GIVEN INSTRUCTION A:
In the text on Phra Bhairava, shorten the paragraph beginning "The person who dances the na phat" to a single sentence that keeps its main facts.

This form inspires both fear and great respect because he is a blood-drinking deity of death and destruction. On the other hand, this deity can also bestow grace to alleviate suffering and sickness. In the city of Kathmandu, there are many forms of Phra Bhairava. Some are made of bronze and some of stone. Some are full statues and some depict only the head. He is usually depicted with bulging eyes, extended tongue and tusks. When Professor Mattani Rutnin went to India to research the art of dance, her archeologist friend bought a small three inch copper statue called a Phra Kan Bhairava. This is a dark and wrathful [tamasic] form of Śiva. And many artists and dancers worship him. In the Indian theogeny there are eight major types of Bhairavas. [i]
Phra Bhairava has a direct relationship to dance. This form originates a particular dance called Vichitra Tāṇḍava.[ii] This is a marvelous dance as it depicts the 108 gestures of Phra Śiva. As mentioned earlier, in India, Phra Bhairava is worshiped especially by artisans in association with sacred rivers, such as the Ganges, and rivers in the region of Orissa, such as the Mahanadi. This cult is especially strong in the region of Banaras [Varanasi]. The worship of this image protects from misfortune and bestows grace to cure illness. In the temple of Phra Suriyathep[iii] at Konark in the present state of Orissa there is a statue of Phra Bhairava which is very beautiful and elegant. It is mixture of Bhairava and Suriyathep. The name of this statue is Mārttāṇḍa-Bhairava. He is a deity of darkness and death. The rituals connected to this deity are always conducted after sunset. The name Mārttāṇḍa means sunset.[iv] His body is black and nude. He has three faces and has a third eye on the forehead. His mouth is in the form of a grimace-like smile and he has short blunt tusks. The mouth is in fact like our own image Phra Phirap. He wears a garland of skulls, and wears anklets and bracelets. He has six arms (but two are broken). In one of his right hands he holds a trident, in another he holds a lasso. And in another he holds a skull bowl [kapāla], which can hold either a poison or a cure, since he is the one to not only cause sickness and death but also provide cures and give life. In one left hand he holds small drum called a ban daw [damāru]. His dancing position represents a dance called the Silapa Sirahatta. This dance involves one leg bent and one leg raised. When I saw this dance I began to suspect that Phra Phirap is directly connected to Phra Bhairava and Phra Śiva Natarat [Naṭarāja, the famous dancing image of Śiva]. [v]
The person who dances the na phat, is not depicting the dance of a normal yak but the dance of a great deity, the same as the dance of the Phra Śiva Naṭarāja. It is not merely for purpose of artistic beauty, but also involves the more profound themes of life and death. This is evidence of the dark sacredness of the dance of Phra Phirap.

GIVEN INSTRUCTION B:
Find every line in the records below that contains the string "pumpkin", and copy each of those lines. Case counts when matching.

Saved entries
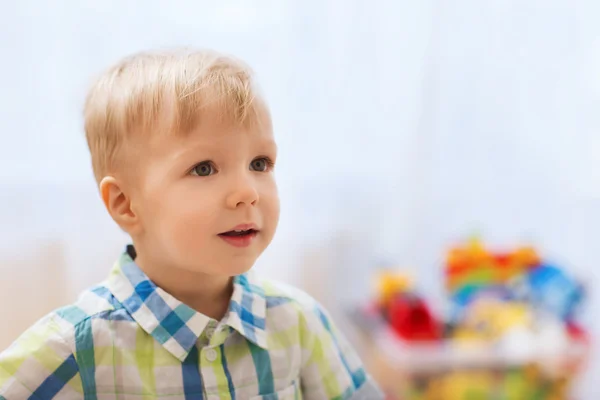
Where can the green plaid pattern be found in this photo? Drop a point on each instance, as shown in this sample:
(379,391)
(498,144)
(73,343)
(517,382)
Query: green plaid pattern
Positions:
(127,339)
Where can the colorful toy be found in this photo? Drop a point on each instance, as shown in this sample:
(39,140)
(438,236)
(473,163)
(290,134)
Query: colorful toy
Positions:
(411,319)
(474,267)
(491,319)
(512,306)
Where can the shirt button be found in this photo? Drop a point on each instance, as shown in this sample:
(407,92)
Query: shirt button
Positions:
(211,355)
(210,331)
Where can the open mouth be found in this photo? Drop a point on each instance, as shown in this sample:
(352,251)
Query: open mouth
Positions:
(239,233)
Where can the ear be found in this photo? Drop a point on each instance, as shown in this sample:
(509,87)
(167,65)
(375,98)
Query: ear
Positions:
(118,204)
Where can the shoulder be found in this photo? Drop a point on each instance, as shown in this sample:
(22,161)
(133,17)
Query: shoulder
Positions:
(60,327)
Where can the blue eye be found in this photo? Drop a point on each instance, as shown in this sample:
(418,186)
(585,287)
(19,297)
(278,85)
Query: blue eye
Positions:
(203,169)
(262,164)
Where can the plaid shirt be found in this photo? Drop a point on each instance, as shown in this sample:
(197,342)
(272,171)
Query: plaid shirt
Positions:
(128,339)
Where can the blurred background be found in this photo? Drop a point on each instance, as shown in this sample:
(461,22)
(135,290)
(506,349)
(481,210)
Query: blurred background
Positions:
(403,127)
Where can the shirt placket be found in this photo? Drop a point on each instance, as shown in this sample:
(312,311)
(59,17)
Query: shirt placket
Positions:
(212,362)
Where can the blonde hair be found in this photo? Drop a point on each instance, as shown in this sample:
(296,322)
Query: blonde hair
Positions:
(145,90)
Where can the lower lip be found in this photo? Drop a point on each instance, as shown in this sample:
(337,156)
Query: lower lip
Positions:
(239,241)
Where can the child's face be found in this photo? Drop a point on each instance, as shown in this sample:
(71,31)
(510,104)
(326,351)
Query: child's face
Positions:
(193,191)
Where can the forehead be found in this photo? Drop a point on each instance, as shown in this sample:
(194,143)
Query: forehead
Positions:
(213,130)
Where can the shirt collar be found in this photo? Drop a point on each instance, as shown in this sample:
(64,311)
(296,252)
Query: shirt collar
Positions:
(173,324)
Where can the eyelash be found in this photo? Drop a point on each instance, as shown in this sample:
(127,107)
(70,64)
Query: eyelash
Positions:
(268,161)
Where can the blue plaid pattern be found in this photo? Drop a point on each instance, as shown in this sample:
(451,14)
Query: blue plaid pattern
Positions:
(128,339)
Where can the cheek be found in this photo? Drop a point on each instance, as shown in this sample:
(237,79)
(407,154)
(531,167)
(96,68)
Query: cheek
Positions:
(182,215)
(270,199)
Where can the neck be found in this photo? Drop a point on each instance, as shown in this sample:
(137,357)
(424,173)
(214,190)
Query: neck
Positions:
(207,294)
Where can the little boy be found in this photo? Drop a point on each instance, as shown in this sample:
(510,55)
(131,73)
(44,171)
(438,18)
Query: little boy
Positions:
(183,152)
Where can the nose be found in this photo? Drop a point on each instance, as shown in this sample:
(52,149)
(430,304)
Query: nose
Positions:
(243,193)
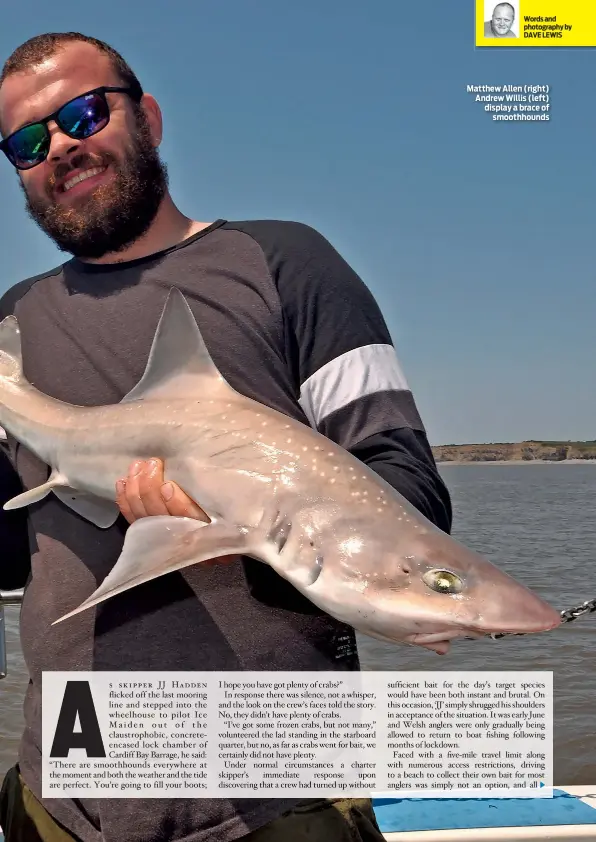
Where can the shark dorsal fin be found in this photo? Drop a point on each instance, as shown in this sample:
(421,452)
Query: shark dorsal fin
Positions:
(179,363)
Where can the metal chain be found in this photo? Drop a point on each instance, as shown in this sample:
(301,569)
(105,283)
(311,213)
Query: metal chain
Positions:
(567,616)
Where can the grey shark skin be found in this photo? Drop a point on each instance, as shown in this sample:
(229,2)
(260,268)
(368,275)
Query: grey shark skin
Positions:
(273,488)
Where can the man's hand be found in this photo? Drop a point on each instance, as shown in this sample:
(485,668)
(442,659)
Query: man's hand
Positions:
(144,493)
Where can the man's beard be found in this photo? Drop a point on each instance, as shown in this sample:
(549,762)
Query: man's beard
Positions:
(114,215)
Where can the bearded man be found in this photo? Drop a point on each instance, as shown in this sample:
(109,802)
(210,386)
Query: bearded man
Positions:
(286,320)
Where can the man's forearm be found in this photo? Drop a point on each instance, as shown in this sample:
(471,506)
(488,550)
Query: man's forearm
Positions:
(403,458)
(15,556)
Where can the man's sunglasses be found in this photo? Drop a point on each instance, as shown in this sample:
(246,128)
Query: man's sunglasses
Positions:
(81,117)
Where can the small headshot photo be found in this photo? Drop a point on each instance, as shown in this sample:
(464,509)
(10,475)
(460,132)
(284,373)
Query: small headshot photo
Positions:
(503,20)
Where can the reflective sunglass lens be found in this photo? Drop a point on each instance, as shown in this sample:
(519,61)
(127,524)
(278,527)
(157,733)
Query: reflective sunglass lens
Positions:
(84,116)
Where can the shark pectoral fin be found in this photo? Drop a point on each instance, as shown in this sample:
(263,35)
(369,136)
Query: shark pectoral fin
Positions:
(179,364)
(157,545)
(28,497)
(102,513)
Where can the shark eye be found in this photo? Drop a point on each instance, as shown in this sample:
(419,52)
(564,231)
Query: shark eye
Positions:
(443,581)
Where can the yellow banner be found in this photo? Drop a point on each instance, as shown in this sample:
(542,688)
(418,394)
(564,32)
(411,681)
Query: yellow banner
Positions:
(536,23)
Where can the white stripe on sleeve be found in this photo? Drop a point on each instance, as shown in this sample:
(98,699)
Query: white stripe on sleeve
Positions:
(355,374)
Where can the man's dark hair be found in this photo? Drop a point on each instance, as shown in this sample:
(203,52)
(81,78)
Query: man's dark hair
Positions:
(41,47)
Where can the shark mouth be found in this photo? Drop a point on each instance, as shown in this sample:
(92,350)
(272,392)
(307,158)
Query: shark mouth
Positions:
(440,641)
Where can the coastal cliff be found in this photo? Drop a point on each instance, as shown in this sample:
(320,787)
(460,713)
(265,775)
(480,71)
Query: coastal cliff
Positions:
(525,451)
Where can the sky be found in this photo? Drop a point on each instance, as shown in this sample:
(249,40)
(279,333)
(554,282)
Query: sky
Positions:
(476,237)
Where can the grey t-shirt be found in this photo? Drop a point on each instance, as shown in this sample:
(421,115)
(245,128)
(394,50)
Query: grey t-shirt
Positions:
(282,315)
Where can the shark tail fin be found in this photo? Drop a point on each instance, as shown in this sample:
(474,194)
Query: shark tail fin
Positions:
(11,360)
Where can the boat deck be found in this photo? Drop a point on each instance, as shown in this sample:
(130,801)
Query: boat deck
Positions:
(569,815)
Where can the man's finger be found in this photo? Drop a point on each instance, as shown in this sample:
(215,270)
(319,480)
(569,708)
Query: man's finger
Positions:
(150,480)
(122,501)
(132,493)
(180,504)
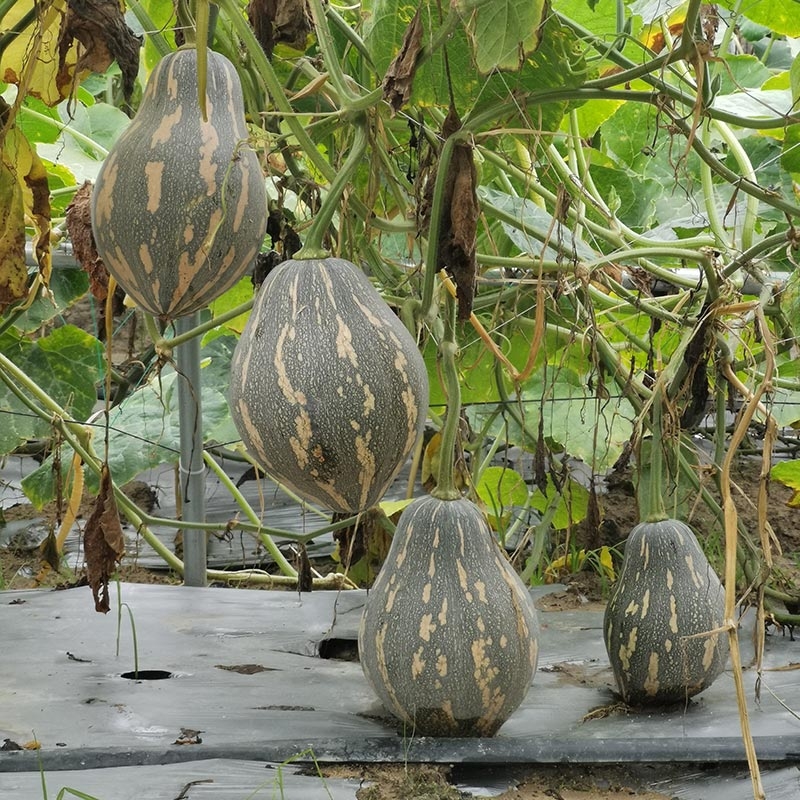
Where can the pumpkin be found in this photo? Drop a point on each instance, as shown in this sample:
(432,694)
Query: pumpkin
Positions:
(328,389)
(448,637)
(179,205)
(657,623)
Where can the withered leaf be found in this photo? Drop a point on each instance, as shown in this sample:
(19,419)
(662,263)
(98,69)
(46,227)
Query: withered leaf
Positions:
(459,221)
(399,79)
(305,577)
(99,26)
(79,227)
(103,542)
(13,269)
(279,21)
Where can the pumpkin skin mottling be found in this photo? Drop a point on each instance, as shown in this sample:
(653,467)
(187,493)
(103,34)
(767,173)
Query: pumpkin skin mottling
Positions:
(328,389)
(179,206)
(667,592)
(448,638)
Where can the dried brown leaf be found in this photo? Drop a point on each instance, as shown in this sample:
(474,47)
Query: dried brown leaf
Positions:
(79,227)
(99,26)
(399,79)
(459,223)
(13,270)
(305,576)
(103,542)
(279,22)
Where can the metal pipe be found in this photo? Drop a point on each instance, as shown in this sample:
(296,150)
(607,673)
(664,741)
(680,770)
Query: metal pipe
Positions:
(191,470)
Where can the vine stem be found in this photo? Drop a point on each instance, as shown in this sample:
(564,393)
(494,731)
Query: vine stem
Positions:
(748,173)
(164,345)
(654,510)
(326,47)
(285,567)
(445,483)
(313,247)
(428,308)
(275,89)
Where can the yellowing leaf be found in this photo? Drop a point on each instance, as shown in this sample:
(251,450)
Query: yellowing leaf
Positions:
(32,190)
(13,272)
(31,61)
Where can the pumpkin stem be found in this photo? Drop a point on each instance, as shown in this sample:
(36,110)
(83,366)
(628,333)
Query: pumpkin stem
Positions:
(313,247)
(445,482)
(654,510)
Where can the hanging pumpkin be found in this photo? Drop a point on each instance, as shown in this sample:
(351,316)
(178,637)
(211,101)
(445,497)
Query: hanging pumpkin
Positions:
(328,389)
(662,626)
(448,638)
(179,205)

WRITTEN ANSWER A:
The na phat dancer portrays not an ordinary yak but a great deity, as in the dance of Phra Śiva Naṭarāja, so the dance goes beyond artistic beauty to deeper themes of life and death and shows the dark sacredness of Phra Phirap's dance.

WRITTEN ANSWER B:
Where can the pumpkin be found in this photo? Drop a point on each instance, as shown in this sample:
Query: pumpkin
Where can the pumpkin skin mottling be found in this photo? Drop a point on each instance, as shown in this sample:
Query: pumpkin skin mottling
Where can the pumpkin stem be found in this photo? Drop a point on each instance, as shown in this sample:
Query: pumpkin stem
Where can the hanging pumpkin be found in this photo? Drop a point on each instance, as shown in this sample:
Query: hanging pumpkin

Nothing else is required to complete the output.